**Instructions for the task**
Pick out every line below that contains the word "narrow", and copy each one in full.

═══ Given records

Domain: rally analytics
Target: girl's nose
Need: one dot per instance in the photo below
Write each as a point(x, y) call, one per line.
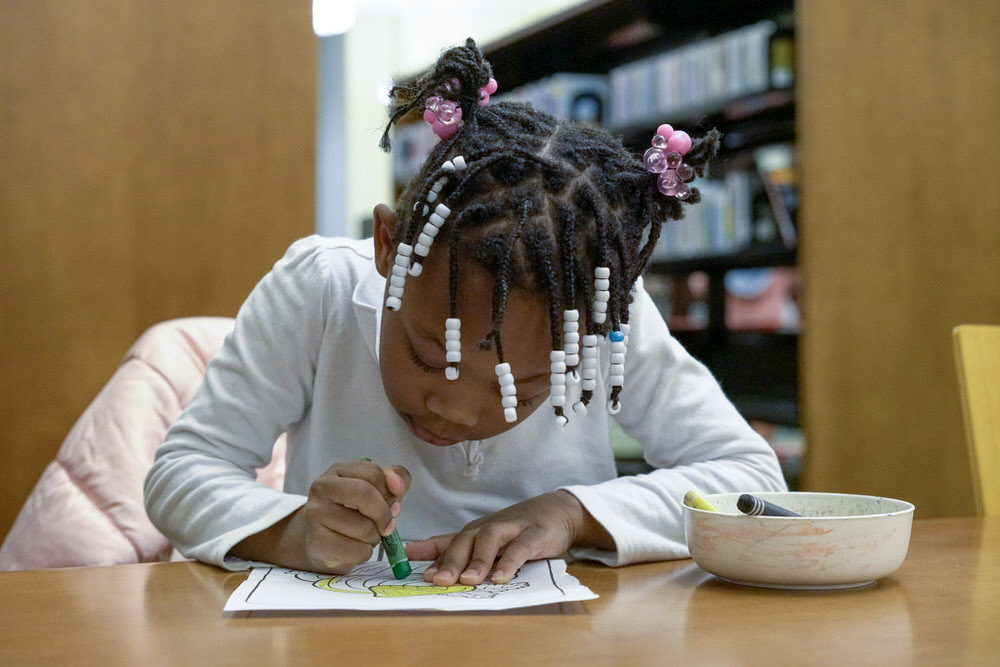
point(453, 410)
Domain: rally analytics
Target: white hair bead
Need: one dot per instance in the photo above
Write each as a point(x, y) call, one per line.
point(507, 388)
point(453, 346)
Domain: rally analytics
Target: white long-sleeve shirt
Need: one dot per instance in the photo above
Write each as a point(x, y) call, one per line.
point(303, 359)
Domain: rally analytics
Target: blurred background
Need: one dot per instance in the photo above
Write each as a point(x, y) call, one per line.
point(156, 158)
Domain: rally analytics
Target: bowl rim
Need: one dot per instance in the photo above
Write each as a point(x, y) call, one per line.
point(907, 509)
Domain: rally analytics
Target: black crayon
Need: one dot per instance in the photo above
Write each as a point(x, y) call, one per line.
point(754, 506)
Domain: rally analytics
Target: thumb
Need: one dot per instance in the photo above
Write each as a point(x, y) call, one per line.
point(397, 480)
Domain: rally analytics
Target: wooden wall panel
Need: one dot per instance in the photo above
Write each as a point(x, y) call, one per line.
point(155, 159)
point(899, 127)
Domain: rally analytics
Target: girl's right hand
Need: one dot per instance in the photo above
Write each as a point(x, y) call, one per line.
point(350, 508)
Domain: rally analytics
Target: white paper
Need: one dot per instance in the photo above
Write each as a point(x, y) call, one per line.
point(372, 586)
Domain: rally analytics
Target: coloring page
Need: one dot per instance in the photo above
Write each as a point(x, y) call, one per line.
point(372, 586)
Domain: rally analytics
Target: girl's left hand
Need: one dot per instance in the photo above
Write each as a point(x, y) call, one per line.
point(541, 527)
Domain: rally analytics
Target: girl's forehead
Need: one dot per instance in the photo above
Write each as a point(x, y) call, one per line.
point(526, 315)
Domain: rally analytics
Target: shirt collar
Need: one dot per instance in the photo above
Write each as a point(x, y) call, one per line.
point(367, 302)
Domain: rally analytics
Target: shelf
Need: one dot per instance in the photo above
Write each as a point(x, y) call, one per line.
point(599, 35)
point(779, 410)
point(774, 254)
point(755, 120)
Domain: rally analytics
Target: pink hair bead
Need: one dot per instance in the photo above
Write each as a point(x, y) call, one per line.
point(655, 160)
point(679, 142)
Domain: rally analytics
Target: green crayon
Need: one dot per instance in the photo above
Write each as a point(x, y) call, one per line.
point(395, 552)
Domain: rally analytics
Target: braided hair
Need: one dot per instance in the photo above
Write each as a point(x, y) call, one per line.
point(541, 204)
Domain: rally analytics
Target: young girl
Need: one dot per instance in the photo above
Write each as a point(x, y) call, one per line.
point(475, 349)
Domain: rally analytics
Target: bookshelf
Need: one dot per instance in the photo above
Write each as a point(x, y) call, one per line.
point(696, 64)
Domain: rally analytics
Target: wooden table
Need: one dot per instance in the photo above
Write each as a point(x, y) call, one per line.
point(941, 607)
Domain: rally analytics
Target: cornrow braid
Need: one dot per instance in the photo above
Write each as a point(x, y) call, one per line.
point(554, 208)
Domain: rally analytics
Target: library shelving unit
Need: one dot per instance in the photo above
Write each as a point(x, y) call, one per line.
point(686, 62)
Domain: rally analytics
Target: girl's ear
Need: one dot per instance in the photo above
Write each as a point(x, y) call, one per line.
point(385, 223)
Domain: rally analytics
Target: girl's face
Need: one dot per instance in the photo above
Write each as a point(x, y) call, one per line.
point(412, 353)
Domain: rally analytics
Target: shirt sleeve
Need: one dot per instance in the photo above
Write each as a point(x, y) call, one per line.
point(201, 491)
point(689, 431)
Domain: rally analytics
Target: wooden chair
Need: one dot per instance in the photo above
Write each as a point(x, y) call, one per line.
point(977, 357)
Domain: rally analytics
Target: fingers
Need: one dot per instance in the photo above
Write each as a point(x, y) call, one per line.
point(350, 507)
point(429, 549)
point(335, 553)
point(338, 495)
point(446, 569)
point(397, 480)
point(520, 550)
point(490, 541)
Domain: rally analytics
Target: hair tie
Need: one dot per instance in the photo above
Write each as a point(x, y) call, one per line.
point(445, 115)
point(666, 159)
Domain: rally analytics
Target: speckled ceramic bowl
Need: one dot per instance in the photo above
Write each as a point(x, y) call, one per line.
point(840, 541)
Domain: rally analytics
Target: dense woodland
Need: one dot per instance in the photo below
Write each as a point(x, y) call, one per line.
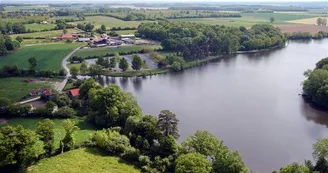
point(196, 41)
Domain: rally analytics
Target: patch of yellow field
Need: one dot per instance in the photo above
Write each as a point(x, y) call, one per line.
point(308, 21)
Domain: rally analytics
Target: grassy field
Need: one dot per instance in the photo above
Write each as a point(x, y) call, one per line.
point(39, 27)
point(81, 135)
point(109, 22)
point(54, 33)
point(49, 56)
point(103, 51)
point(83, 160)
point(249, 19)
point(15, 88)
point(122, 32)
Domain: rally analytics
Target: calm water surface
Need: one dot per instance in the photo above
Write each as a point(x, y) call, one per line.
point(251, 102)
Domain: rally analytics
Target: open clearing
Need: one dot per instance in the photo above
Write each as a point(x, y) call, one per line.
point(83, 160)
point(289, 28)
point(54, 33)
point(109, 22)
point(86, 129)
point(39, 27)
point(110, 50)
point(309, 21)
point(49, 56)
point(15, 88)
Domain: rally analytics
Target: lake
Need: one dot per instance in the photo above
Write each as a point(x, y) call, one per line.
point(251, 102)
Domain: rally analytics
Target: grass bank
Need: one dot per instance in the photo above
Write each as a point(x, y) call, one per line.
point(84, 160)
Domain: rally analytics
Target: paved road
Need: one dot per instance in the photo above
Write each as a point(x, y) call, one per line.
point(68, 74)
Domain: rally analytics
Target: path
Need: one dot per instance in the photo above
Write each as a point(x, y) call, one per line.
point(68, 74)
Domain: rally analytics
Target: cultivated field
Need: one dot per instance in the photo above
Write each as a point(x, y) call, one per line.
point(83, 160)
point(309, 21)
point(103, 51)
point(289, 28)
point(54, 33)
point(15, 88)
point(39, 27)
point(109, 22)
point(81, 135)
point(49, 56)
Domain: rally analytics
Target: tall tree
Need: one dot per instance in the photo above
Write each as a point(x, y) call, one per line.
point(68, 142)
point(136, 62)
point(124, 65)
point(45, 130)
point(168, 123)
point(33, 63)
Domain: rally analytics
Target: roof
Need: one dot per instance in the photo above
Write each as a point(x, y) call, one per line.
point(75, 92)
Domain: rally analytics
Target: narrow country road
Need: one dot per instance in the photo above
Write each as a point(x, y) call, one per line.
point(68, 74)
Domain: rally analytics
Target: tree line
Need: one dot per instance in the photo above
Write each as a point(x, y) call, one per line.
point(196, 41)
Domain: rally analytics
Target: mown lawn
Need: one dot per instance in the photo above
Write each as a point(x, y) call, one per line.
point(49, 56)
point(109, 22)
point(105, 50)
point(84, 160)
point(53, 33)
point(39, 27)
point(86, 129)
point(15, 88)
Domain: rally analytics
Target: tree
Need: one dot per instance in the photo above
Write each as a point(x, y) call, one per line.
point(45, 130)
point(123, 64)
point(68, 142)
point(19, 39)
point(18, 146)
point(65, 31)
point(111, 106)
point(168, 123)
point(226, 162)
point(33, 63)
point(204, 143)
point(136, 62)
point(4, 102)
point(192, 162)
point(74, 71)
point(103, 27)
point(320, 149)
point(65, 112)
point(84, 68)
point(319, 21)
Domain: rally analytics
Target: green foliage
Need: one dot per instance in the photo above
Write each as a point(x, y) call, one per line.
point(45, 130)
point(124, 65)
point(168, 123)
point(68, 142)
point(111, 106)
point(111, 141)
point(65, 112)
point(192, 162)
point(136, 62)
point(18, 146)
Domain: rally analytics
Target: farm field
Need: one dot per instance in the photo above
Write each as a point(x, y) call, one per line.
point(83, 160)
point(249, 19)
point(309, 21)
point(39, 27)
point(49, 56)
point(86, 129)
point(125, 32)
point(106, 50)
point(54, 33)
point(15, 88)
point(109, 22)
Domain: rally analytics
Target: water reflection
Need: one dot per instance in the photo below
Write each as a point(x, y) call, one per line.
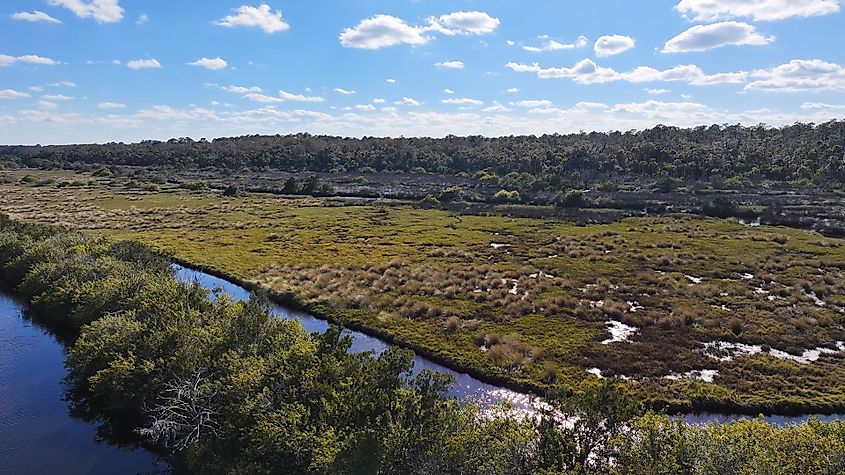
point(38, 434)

══════
═══ Given records

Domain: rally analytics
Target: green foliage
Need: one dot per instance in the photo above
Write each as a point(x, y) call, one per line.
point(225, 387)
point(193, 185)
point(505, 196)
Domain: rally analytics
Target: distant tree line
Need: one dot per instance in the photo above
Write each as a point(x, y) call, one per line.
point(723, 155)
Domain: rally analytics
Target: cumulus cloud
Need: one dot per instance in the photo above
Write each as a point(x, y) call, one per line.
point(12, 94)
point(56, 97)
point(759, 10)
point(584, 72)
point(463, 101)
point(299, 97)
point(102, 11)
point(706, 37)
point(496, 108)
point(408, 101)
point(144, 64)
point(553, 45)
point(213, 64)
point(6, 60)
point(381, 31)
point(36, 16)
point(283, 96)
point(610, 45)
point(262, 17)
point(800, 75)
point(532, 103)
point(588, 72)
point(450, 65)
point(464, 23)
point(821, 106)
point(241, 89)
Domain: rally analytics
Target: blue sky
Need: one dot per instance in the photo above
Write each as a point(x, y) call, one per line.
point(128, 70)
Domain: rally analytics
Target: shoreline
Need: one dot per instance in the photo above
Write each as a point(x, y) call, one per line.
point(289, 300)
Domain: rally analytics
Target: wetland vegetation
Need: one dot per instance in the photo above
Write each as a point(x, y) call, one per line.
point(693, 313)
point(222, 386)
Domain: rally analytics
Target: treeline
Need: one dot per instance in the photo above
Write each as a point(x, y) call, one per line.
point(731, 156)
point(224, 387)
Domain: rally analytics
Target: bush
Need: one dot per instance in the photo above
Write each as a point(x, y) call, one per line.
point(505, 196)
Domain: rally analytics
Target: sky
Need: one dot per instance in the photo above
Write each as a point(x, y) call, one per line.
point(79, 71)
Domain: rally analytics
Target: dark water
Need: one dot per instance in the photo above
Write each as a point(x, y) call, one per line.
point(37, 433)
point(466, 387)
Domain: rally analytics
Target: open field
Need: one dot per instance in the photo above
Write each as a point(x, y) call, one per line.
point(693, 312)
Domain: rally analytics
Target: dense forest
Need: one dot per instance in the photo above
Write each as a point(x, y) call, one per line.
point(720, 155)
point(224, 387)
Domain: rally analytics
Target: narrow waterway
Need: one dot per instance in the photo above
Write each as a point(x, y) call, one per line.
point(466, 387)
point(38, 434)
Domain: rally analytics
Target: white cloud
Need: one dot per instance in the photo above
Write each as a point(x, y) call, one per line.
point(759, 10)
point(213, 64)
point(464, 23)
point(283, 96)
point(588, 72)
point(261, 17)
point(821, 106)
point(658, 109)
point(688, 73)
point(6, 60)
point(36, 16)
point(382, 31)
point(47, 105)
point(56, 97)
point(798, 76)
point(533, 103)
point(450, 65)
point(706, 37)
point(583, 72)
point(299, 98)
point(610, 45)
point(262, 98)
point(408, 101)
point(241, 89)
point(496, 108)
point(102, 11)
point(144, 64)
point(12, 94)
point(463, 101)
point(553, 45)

══════

**Final answer**
Target: narrow country road
Target: narrow waterway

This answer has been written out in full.